HOW TO COMPLETE THIS TASK: An exact copy of all entries is the expected answer.

== RECORDS SUPPLIED ==

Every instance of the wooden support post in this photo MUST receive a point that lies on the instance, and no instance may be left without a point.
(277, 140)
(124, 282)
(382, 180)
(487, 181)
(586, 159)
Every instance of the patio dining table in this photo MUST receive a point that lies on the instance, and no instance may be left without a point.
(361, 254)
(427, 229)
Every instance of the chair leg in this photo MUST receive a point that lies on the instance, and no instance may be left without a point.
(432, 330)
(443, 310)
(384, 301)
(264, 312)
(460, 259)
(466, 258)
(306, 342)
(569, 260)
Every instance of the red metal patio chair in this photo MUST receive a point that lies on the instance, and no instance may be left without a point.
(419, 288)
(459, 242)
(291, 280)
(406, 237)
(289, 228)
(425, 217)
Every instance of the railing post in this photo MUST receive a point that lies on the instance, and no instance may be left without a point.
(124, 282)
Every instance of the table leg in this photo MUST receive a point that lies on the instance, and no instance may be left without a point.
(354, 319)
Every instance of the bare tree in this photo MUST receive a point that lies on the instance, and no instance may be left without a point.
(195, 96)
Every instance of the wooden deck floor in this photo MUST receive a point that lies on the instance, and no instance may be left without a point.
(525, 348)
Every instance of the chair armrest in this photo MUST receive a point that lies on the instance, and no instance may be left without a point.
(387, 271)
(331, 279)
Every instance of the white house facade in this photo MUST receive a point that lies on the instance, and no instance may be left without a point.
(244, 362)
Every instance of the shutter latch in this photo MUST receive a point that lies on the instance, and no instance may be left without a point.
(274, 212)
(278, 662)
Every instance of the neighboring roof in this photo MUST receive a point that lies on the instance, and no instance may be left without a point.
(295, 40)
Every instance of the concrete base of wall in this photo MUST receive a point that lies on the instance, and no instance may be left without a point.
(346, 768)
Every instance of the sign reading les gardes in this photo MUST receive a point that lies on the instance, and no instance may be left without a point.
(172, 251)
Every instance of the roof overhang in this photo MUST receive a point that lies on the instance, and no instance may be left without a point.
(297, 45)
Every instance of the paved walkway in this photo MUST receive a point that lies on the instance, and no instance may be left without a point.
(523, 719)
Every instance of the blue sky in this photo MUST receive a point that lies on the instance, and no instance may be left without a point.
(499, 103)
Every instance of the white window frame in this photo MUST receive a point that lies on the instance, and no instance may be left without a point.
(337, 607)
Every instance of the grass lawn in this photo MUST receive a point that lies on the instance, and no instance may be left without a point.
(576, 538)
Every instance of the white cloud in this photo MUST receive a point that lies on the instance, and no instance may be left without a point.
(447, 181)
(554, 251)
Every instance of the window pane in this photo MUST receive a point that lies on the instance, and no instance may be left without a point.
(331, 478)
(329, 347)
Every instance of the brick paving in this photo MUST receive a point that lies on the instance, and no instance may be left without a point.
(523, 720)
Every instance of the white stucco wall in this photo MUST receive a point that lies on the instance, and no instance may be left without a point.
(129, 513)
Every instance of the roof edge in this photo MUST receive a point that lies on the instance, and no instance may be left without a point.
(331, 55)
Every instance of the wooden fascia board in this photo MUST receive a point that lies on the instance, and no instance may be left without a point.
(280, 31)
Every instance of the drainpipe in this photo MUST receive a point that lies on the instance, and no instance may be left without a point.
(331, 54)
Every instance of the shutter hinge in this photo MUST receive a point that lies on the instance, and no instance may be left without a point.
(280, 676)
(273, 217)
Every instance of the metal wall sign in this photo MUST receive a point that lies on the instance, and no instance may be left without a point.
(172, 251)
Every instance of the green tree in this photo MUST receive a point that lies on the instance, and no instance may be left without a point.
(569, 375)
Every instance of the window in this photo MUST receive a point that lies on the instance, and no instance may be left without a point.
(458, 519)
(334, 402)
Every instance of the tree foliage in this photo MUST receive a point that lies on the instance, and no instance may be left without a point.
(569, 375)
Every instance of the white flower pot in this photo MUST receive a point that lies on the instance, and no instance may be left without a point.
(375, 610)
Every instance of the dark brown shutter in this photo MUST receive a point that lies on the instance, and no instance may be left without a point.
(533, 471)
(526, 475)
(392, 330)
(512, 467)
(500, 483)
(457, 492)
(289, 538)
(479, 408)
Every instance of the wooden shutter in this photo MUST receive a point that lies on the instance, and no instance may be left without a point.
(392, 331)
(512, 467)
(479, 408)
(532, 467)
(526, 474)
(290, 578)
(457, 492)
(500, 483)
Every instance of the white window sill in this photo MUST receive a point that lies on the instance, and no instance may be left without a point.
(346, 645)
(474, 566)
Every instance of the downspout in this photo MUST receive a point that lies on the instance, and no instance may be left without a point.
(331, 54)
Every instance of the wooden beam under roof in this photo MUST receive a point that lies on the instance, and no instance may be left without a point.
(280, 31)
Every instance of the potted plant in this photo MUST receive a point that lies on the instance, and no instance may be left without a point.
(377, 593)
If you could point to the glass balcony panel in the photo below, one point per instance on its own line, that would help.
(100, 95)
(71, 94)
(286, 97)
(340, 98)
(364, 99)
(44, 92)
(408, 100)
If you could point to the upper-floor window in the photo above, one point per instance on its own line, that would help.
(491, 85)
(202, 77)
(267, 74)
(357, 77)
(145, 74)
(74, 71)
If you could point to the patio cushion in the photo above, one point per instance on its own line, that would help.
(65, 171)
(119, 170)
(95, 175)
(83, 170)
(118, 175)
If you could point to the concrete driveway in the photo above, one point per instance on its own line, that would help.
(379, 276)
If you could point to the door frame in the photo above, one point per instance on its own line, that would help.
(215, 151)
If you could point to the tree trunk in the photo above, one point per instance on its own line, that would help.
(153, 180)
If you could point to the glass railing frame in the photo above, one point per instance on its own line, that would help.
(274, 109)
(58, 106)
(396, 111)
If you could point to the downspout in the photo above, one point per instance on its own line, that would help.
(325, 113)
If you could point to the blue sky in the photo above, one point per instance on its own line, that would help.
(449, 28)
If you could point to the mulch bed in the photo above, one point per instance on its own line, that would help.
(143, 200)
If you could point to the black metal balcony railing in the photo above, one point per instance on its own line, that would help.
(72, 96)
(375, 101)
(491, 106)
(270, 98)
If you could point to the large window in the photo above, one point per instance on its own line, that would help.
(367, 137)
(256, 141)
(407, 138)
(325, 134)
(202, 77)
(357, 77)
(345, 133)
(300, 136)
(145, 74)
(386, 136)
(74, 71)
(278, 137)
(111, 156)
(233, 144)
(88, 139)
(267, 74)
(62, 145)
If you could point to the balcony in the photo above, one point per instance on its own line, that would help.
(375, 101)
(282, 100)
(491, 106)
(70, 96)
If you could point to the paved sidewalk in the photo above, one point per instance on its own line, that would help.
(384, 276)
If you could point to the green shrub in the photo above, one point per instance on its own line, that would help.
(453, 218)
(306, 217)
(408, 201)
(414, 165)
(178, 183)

===

EXERCISE OUTPUT:
Every instance of the wooden support post in this photo MUST receive a point that lies on the instance, and no instance may be left without a point.
(277, 140)
(124, 282)
(382, 180)
(487, 181)
(586, 159)
Every instance of the patio dining table in this photo MUST receive a point that lies on the instance, and no instance may be left without a point.
(361, 254)
(427, 229)
Every instance of the chair leg in this photo MUST receive a point that lies on the instance, and no instance may be left without a point.
(432, 330)
(443, 310)
(384, 301)
(264, 312)
(460, 259)
(466, 258)
(306, 342)
(569, 260)
Every instance of the red metal patio chair in this photo MUST receive a point that lies on the instance, and no instance may be left without a point.
(419, 288)
(459, 242)
(291, 280)
(406, 237)
(289, 228)
(425, 217)
Every instance of the railing post in this photo MUST receive a point that lies on the instance, and no instance may be left without a point.
(124, 282)
Every instance of the table leg in this photo MUST receive a point that lies on the instance, and no instance may be left without a point.
(354, 319)
Every instance of the bare tree in this photo MUST receive a point that lies on the instance, and no instance may be left without a point.
(195, 96)
Every instance of the wooden deck floor in this photo MUST receive a point that lies on the instance, and no instance may be left without a point.
(525, 348)
Every instance of the chair armrest in this photo MUST receive a point that lies on the instance, and no instance may be left without a point.
(387, 271)
(331, 279)
Every instance of the white house facade in this photo MUST receive a point that lies on the instance, and no instance may be left without a point.
(244, 362)
Every instance of the shutter latch in this photo MUST receive a point that lies on the instance, and no instance may be left without a point.
(274, 212)
(278, 662)
Every instance of the neighboring roof in this photo MUST receive a point that lies on the instance, and no instance may be left without a point.
(295, 40)
Every instance of the concrete base of wall in this photo MUST receive a point that lies on the instance, and no instance may be left without a point.
(346, 768)
Every instance of the sign reading les gardes in this photo MUST receive a point that lies on the instance, and no instance may be left without a point.
(172, 251)
Every instance of the roof overhang in this photo MUST receive a point that lies on the instance, and no instance may be left without a point.
(297, 45)
Every instance of the paved walkway in this photo MUST receive a point that lies on the instance, and no instance may be left without a point.
(523, 719)
Every instance of the blue sky in this photo MUST receive a point that lies on the instance, and no instance may be left without a point.
(499, 103)
Every instance of the white window frame in this photo MUST receive a point that lies on the instance, and no instance may be left without a point.
(337, 607)
Every instance of the grass lawn in this photo MUST receive a point that lies on the instance, and no instance may be left without a point.
(576, 538)
Every instance of the white cloud in this photo MUST receive a point that lies on the instance, and no instance may be left without a point.
(447, 181)
(554, 251)
Every instance of the window pane in this photo MUST receive a point that lies on the instance, and no instance may be left without a point.
(331, 478)
(329, 347)
Every instance of the brick paving in this photo MUST receive a point that lies on the instance, and no instance may be left without a point.
(523, 720)
Every instance of the white stucco wall in this photo MUST receive a point that lies on the instance, and no instance may be left without a point.
(129, 513)
Every instance of the roof edge in this photo MUST receive a point that lies on the instance, and no instance may be left without a point.
(331, 55)
Every instance of the wooden fascia board in this photo MUST receive a point that lies on the instance, and no instance may be left without a point.
(280, 31)
Every instance of the drainpipe in this photo MUST receive a point that lies on the instance, and no instance may be left without a point.
(331, 54)
Every instance of the shutter hinge in this photo MUST receive a point that lies on the instance, and no instance may be left without a point.
(280, 676)
(273, 217)
Every instance of the metal wall sign in this photo MUST receive a point that lies on the instance, and no instance may be left without a point.
(172, 251)
Every instance of the green tree in this photo MUST receive a point that lies on the instance, and no instance may be left without a point.
(569, 375)
Every instance of the window in this photo MUST receive a point that lies on the instance, and no instance may be left without a point.
(458, 519)
(334, 402)
Every instance of the tree foliage in this photo MUST receive a point that lies on the instance, and no instance may be left without a point.
(569, 375)
Every instance of the white flower pot in this photo MUST receive a point that lies on the instance, and no instance may be left without a point.
(375, 610)
Every instance of the dark brown shutter in this photo MUST receive a point that lies on the instance, and no instance may be left without a point.
(533, 471)
(526, 475)
(392, 330)
(512, 467)
(500, 483)
(457, 492)
(289, 538)
(479, 408)
Every instance of the wooden shutter in this photo MUST receive a point that lies on the instance, and no instance may be left without a point.
(392, 331)
(512, 467)
(479, 408)
(532, 467)
(526, 474)
(290, 578)
(457, 492)
(500, 483)
Every instance of the white window sill in this photo MUST receive a point that lies on the instance, and no instance may be left without a point.
(346, 645)
(474, 566)
Every instance of the downspout in this photo MUST receive a point that lies on the instance, and no instance may be left without a point.
(331, 54)
Every instance of the wooden beam under roof in this photo MUST receive a point that lies on the instance, and no instance may be left without a point.
(280, 31)
Every instance of the potted plant in this photo MUST receive a point that lies on the instance, and no instance may be left without a point.
(377, 593)
If you could point to the glass balcony panel in the photo below, one point per instance on its own line, that would help.
(100, 95)
(71, 94)
(286, 97)
(340, 98)
(364, 99)
(44, 92)
(408, 100)
If you could point to the upper-floor window in the photo above, one point per instance on its own line, that would help.
(491, 85)
(202, 77)
(267, 74)
(357, 77)
(145, 74)
(74, 71)
If you could point to the patio cushion in the photo above, one point per instance on its own line, that would help.
(65, 171)
(119, 170)
(95, 175)
(83, 170)
(118, 175)
If you could point to the concrete driveway in the photo above, one point per instance on its own line, that would help.
(379, 276)
If you could point to the door frame in the photo above, one point per instance on its own line, that would help.
(215, 151)
If you could point to the tree trunk in the photo above, one point per instance on its own line, that would help.
(153, 180)
If you could point to the glass railing frame in the photo above, one point per instance on its own line, that would help.
(274, 109)
(58, 106)
(396, 111)
If you could point to the downspout in the photo above, one point per instance on its own line, that would help.
(325, 113)
If you could point to the blue sky in the photo above, one point per instance on its own line, that would help.
(449, 28)
If you could point to the mulch bed in the photo above, one point per instance on its own line, that would help.
(143, 200)
If you could point to the black metal balcony railing in the photo above, one point per instance on its own line, that would help.
(72, 96)
(375, 101)
(491, 106)
(270, 98)
If you could point to the large window in the photo above, one point per instance on its own line, that would help.
(367, 137)
(256, 141)
(407, 138)
(325, 134)
(202, 77)
(357, 77)
(345, 133)
(300, 136)
(145, 74)
(386, 136)
(74, 71)
(278, 137)
(111, 156)
(233, 144)
(88, 139)
(267, 74)
(62, 145)
If you could point to the balcony in the photo above, one point per instance on its own line, that would help.
(375, 101)
(282, 100)
(491, 106)
(70, 96)
If you could point to the paved sidewalk in the photo above, one point per instance on its own line, that would help.
(384, 276)
If you could point to the green shrub in the photo above, one point per instance on its own line, that would help.
(453, 218)
(306, 217)
(408, 201)
(414, 165)
(178, 183)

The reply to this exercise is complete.